--- CONSIGNE ---
Recopiez à l'identique le passage de la décision ci-dessous, depuis « Ont comparu : Judith » jusqu'à « à ces détails. » inclus.

--- EXTRAIT RETENU ---
######

Tribunal canadien des droits de la personne

Informations sur la décision

Contenu de la décision

Dossier no T470/1097
Décision no 6

Affaire intéressant
LA LOI CANADIENNE SUR LES DROITS DE LA PERSONNE,
L.R.C. 1985, chap. H-6 (version modifiée)

ENTRE :

ALLIANCE DE LA FONCTION PUBLIQUE DU CANADA

la plaignante

-et-

COMMISSION CANADIENNE DES DROITS DE LA PERSONNE

la Commission

-et-

MINISTRE DU PERSONNEL DU
GOUVERNEMENT DES TERRITOIRES DU NORD-OUEST
À TITRE D'EMPLOYEUR

l'intimé

DÉCISION DU TRIBUNAL DES DROITS DE LA PERSONNE
SUR LA REQUÊTE POUR DÉTAILS SUPPLÉMENTAIRES DE LA COMMISSION

Membres instructeurs : Paul Groarke, président
Jacinthe Théberge, membre
Athanasios Hadjis, membre

Ont comparu : Judith Allen
Au nom de la plaignante

Rosemary Morgan/Ian Fine
Au nom de la Commission

Guy Dufort/Thomas Brady
Au nom de l'intimé

Dates et lieu de l'audience : 8, 11 et 14 février 2000
Ottawa

Le 6 décembre 1999, nous avons ordonné à l'intimé de fournir aux autres parties des détails quant à son allégation voulant que la plaignante ait agi de mauvaise foi lorsqu'elle a négocié les salaires pertinents et déposé la plainte. Le Gouvernement des Territoires du Nord-Ouest a préparé par la suite un document intitulé Détails du Gouvernement des Territoires du Nord-Ouest, qui a été transmis aux autres parties avant Noël. Les parties se sont ensuite réunies le 4 janvier pour discuter d'un certain nombre de préoccupations relativement à ces détails.

######

Entrées d'étiquetage de l'emplacement dans l'image
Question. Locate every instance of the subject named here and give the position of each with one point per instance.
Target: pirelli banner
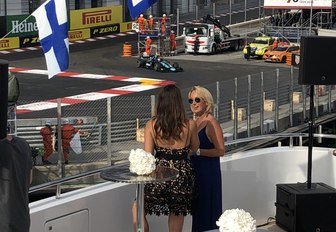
(298, 4)
(95, 17)
(9, 43)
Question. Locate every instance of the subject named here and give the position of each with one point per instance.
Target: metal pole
(177, 21)
(230, 11)
(329, 99)
(3, 98)
(291, 107)
(277, 101)
(311, 137)
(319, 139)
(249, 106)
(311, 17)
(109, 130)
(235, 120)
(153, 105)
(217, 101)
(317, 94)
(304, 105)
(60, 161)
(262, 103)
(245, 11)
(259, 17)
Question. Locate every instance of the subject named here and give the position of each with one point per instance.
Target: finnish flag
(52, 23)
(136, 7)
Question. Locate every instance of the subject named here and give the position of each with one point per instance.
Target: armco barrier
(127, 50)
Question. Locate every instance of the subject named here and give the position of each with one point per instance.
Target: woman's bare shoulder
(192, 122)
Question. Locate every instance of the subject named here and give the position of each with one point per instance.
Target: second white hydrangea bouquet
(141, 162)
(236, 220)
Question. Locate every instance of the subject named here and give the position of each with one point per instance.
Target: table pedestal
(140, 207)
(121, 173)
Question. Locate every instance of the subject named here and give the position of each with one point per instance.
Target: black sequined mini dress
(175, 196)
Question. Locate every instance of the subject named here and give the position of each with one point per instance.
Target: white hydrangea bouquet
(141, 162)
(236, 220)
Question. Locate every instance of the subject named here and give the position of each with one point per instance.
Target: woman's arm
(215, 135)
(148, 137)
(194, 141)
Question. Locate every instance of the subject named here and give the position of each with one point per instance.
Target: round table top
(121, 173)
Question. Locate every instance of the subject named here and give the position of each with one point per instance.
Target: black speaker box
(317, 60)
(299, 209)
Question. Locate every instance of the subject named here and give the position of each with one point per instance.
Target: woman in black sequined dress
(172, 138)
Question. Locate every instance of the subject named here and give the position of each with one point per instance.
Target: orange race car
(280, 53)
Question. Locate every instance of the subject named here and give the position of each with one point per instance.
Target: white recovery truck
(210, 37)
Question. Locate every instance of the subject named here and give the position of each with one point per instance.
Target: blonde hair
(206, 96)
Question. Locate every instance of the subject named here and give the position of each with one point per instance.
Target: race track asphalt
(105, 57)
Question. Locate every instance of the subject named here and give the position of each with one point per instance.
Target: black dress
(175, 196)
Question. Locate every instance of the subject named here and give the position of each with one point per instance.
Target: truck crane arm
(214, 21)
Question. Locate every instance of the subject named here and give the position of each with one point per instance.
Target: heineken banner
(19, 27)
(298, 4)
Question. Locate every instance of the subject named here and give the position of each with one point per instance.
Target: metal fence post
(245, 16)
(177, 21)
(217, 100)
(109, 130)
(262, 103)
(153, 105)
(329, 98)
(304, 104)
(277, 101)
(291, 107)
(61, 173)
(230, 11)
(235, 103)
(249, 106)
(61, 168)
(317, 100)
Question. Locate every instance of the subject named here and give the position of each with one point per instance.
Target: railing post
(262, 103)
(319, 139)
(177, 21)
(291, 107)
(61, 172)
(109, 130)
(249, 106)
(245, 16)
(300, 141)
(235, 103)
(230, 11)
(304, 103)
(317, 99)
(277, 101)
(217, 100)
(329, 98)
(153, 105)
(290, 141)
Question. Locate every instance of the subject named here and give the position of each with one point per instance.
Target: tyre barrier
(127, 50)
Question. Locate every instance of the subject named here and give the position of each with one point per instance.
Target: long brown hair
(170, 114)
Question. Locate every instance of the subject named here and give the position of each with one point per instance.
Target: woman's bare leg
(134, 216)
(175, 223)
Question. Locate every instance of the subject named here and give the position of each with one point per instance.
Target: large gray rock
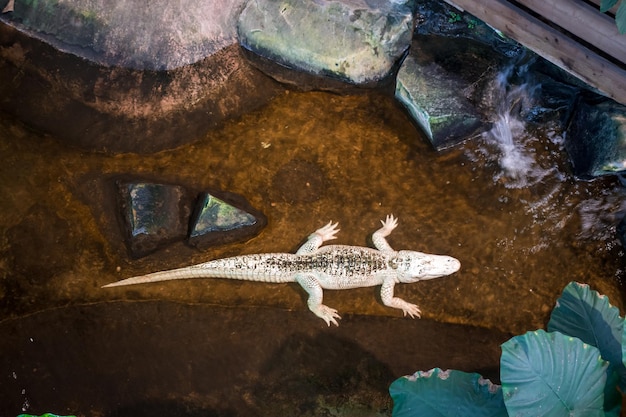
(356, 41)
(443, 84)
(85, 71)
(596, 138)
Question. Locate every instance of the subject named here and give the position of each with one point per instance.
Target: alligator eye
(393, 263)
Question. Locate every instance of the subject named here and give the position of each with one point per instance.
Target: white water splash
(519, 167)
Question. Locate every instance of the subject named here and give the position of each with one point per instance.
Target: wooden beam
(612, 10)
(551, 44)
(583, 21)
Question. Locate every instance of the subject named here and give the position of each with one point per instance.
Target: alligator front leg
(378, 238)
(316, 294)
(318, 237)
(386, 294)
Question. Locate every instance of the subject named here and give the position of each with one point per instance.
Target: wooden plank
(583, 21)
(551, 44)
(612, 10)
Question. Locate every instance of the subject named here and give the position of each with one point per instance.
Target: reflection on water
(521, 225)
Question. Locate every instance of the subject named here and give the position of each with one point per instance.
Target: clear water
(509, 209)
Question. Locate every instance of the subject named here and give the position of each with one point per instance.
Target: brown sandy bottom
(170, 359)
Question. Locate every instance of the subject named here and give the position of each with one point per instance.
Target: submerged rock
(154, 215)
(356, 41)
(596, 138)
(441, 84)
(223, 220)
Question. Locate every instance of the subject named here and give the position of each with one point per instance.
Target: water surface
(521, 234)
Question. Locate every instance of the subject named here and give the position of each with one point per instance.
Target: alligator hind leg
(316, 294)
(378, 238)
(318, 237)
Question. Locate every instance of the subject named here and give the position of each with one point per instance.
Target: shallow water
(303, 160)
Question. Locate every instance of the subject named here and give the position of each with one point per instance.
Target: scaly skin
(332, 267)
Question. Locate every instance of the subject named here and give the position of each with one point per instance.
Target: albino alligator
(332, 267)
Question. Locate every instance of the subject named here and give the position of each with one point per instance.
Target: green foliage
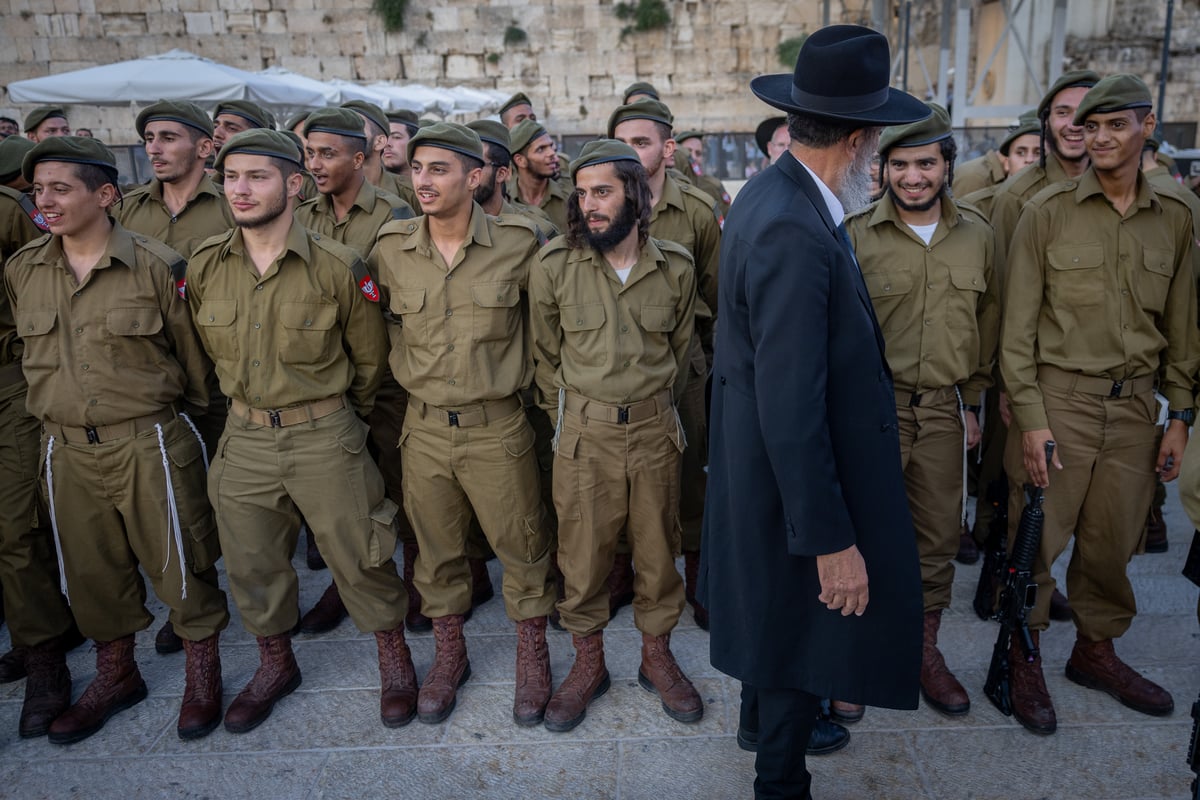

######

--- RÉPONSE ATTENDUE ---
Ont comparu : Judith Allen
Au nom de la plaignante

Rosemary Morgan/Ian Fine
Au nom de la Commission

Guy Dufort/Thomas Brady
Au nom de l'intimé

Dates et lieu de l'audience : 8, 11 et 14 février 2000
Ottawa

Le 6 décembre 1999, nous avons ordonné à l'intimé de fournir aux autres parties des détails quant à son allégation voulant que la plaignante ait agi de mauvaise foi lorsqu'elle a négocié les salaires pertinents et déposé la plainte. Le Gouvernement des Territoires du Nord-Ouest a préparé par la suite un document intitulé Détails du Gouvernement des Territoires du Nord-Ouest, qui a été transmis aux autres parties avant Noël. Les parties se sont ensuite réunies le 4 janvier pour discuter d'un certain nombre de préoccupations relativement à ces détails.